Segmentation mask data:
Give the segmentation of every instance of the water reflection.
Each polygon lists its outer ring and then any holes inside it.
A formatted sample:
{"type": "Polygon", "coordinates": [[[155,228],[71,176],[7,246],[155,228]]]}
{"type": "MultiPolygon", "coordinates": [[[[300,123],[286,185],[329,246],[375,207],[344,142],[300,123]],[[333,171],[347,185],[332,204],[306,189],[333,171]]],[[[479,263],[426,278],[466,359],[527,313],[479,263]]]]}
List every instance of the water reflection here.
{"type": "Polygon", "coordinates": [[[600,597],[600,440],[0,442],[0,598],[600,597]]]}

- _To do_
Nothing in the records above may be left out when you repeat them exactly.

- _Task answer_
Give the segmentation of every instance of the water reflection.
Each polygon lists its outer ring and then any holes inside it.
A formatted sample:
{"type": "Polygon", "coordinates": [[[155,228],[71,176],[7,246],[155,228]]]}
{"type": "MultiPolygon", "coordinates": [[[[300,123],[286,185],[329,246],[375,207],[344,142],[300,123]],[[333,171],[347,185],[332,204],[306,189],[333,171]]],[[[479,263],[426,278],[466,359],[527,313],[479,263]]]]}
List every instance of the water reflection here.
{"type": "Polygon", "coordinates": [[[600,597],[600,440],[0,442],[0,598],[600,597]]]}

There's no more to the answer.